[Object location annotation data]
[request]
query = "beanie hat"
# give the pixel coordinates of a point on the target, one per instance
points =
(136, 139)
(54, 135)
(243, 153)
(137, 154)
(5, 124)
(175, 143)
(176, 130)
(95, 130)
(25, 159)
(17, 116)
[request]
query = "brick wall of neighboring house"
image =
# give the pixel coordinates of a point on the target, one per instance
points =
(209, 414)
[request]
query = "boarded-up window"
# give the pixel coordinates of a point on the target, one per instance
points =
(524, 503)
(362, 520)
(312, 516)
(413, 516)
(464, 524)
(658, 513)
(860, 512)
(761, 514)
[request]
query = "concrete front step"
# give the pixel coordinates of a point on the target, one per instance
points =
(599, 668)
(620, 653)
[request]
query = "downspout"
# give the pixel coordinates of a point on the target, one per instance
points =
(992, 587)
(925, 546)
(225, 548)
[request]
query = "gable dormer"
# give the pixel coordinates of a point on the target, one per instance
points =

◆ Your goal:
Retype every record above exactly as it appears.

◆ Finished exercise:
[request]
query = "beanie hat"
# give the pixel coordinates of a point on the target, one per instance
points =
(136, 139)
(54, 135)
(243, 153)
(137, 154)
(5, 124)
(175, 143)
(176, 130)
(95, 130)
(25, 159)
(17, 116)
[request]
query = "brick wall of neighboring house"
image =
# give the pixel coordinates of a point on the target, one per instance
points =
(209, 414)
[request]
query = "boarded-up window"
# give the pixel coordinates of a point on the target, one per instance
points =
(524, 503)
(362, 520)
(312, 516)
(413, 516)
(464, 524)
(658, 513)
(860, 512)
(761, 514)
[request]
query = "concrete front step"
# give the pixel coordinates of a point on the target, one per instance
points =
(599, 668)
(620, 653)
[request]
query = "downspout"
# give the pixel coordinates of a point on the target, one per instance
points =
(992, 587)
(925, 546)
(225, 548)
[request]
query = "gable dormer"
# give the pixel coordinates of a point on the target, one per instance
points =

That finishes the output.